▸ Task prompt:
The full set of records below is to be reproduced without a single alteration.

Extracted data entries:
= = = = =
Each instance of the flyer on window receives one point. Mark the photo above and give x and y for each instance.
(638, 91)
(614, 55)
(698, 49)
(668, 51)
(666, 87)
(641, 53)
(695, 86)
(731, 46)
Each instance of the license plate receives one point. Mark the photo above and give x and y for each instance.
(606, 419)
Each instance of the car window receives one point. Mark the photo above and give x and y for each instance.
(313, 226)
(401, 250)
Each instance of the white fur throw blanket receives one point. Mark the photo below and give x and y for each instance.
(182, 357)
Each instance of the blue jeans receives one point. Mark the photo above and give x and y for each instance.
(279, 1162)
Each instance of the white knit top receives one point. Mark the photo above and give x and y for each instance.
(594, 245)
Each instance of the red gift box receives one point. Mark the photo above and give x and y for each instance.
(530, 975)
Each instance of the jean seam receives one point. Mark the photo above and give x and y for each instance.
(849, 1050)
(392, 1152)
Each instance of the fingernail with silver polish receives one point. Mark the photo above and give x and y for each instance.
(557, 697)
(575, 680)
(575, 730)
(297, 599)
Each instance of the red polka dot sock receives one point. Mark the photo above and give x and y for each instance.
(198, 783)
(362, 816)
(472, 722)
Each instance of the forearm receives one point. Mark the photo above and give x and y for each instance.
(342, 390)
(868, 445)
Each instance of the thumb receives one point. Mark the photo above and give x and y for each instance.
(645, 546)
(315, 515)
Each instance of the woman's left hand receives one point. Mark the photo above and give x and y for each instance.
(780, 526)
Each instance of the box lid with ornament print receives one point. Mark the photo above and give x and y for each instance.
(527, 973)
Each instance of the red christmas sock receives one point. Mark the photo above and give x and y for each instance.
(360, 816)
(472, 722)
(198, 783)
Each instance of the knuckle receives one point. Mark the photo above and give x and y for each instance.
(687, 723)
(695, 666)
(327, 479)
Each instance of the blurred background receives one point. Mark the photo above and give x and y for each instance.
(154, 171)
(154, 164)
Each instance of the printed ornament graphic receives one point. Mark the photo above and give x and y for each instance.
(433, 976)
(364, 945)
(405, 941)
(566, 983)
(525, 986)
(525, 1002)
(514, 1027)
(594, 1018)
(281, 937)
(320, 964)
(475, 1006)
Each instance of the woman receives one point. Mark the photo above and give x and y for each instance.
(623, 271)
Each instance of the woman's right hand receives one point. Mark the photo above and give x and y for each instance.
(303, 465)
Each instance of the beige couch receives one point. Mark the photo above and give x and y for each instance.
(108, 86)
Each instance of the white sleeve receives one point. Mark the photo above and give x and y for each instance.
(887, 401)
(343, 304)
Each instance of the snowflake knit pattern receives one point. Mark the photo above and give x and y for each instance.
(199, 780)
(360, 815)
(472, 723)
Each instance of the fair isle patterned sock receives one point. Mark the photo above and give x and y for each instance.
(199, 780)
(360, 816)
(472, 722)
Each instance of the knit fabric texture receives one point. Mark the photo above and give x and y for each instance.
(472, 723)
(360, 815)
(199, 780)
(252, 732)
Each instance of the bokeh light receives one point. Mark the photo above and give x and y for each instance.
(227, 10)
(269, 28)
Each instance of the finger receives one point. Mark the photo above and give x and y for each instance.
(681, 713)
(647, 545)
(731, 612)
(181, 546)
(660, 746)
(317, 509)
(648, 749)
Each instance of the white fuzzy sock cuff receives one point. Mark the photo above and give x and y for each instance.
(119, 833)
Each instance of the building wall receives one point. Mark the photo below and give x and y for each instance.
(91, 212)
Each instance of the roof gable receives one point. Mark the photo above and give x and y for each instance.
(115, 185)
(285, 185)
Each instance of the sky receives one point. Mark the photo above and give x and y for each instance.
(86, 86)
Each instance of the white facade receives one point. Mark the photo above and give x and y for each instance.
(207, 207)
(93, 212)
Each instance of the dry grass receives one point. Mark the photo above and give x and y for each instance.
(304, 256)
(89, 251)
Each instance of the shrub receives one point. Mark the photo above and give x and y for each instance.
= = = = =
▸ Expected answer:
Each instance of the flyer on window receives one point. Mark the photo above and give x and y for each instance.
(638, 91)
(614, 55)
(698, 49)
(668, 51)
(666, 87)
(641, 53)
(695, 86)
(731, 46)
Each instance of the license plate receives one point. Mark the photo above and give x and y for each instance.
(606, 419)
Each instance of the car window receives one point. Mark the photo above and give x and y for each instance.
(313, 226)
(401, 250)
Each instance of the white fur throw blanket receives one point. Mark the photo below and give x and y for each instance.
(182, 357)
Each instance of the blue jeans receives one point. Mark the photo above and give x and y for each instance.
(279, 1162)
Each instance of the white knit top receives one point. Mark the photo above and give x and y for each instance.
(594, 245)
Each instance of the red gift box receives one point. Mark the photo above and give x and y for each instance.
(530, 975)
Each instance of the jean seam receives one point. Mark the photo above and give x and y for each instance.
(849, 1050)
(392, 1152)
Each instance of the fingernail with silver polish receives one point. Mark the photo above and give x and y for each instance.
(557, 697)
(575, 680)
(575, 730)
(297, 599)
Each instance of the red polka dot sock receives one point. Mark the photo above and give x and y for each instance.
(198, 783)
(362, 816)
(472, 722)
Each instance of the forearm receives one point. Mark the photo above and give x and y for each instance.
(342, 390)
(868, 445)
Each instance of the thumb receives one point. Mark the photo above and give x and y for each instance.
(645, 546)
(315, 515)
Each instance of the woman's left hand receives one point. Mark the photo above and give x and y for each instance.
(780, 526)
Each instance of the box lid with ornament print receives one point. Mark the photo above and give x and y for each instance.
(527, 973)
Each instance of the red christmas sock receives one point. Mark the photo above and give x and y for each instance.
(360, 816)
(472, 722)
(198, 783)
Each instance of the knuckle receives one point. Mark the photo above and give x and y for each instance.
(687, 723)
(695, 666)
(327, 479)
Each instance of the blurred background receives one point. Mark the photo above and give x and y for each instance.
(154, 171)
(154, 164)
Each instance of the printed ornament graphic receives one point. Mark the photo above and give x and y for each instance.
(433, 976)
(364, 945)
(405, 941)
(566, 983)
(525, 986)
(525, 1002)
(514, 1027)
(594, 1018)
(281, 937)
(320, 964)
(475, 1006)
Each instance of the woman receives one point. Mark the photo above and give x and y for each instance.
(623, 271)
Each instance of the woman's right hand receives one point. Mark the photo above and give x and y for each instance.
(303, 465)
Each instance of the beige couch receives one point. Mark the photo above and give x and y for each instance.
(108, 86)
Each instance of the white sleeve receives one point. Mark the photo above and give x and y for each instance.
(887, 401)
(343, 304)
Each instance of the snowflake knit pattern receives one point. Mark the photo above and give x and y for each instance.
(199, 780)
(360, 815)
(472, 723)
Each instance of the fair isle patterned sock receives one point. Mark the photo above and give x and y for each instance.
(199, 780)
(360, 816)
(472, 722)
Each instance of the knit fabric texture receives one point. Mark the photo above and give x and y for each instance.
(472, 723)
(360, 815)
(199, 780)
(252, 732)
Each instance of the bokeh light receives one point. Mark the photo above and give x and y for each instance.
(227, 10)
(269, 28)
Each instance of the finger receives one point. Mark the photo above and give x and y for each instance.
(681, 713)
(647, 545)
(731, 612)
(181, 546)
(660, 746)
(317, 509)
(648, 749)
Each instance of the white fuzzy sock cuff receives one point. Mark the photo above and give x and y for each instance.
(119, 833)
Each instance of the building wall receives one point. Mark the photo below and give x and y for each instance.
(91, 212)
Each instance of the roof gable receives one point. Mark the photo above and give x and y for each instance.
(115, 185)
(285, 185)
Each instance of the sky receives one point. Mark the photo above and give x and y for each instance.
(86, 86)
Each instance of the white facade receives one point. Mark the photo above and give x and y for each instance.
(207, 207)
(93, 212)
Each instance of the dry grass receives one point. Mark the photo above and give x and y for each instance.
(304, 256)
(89, 251)
Each instance of the shrub receives one point. Mark the photo above and give x and y for each instance.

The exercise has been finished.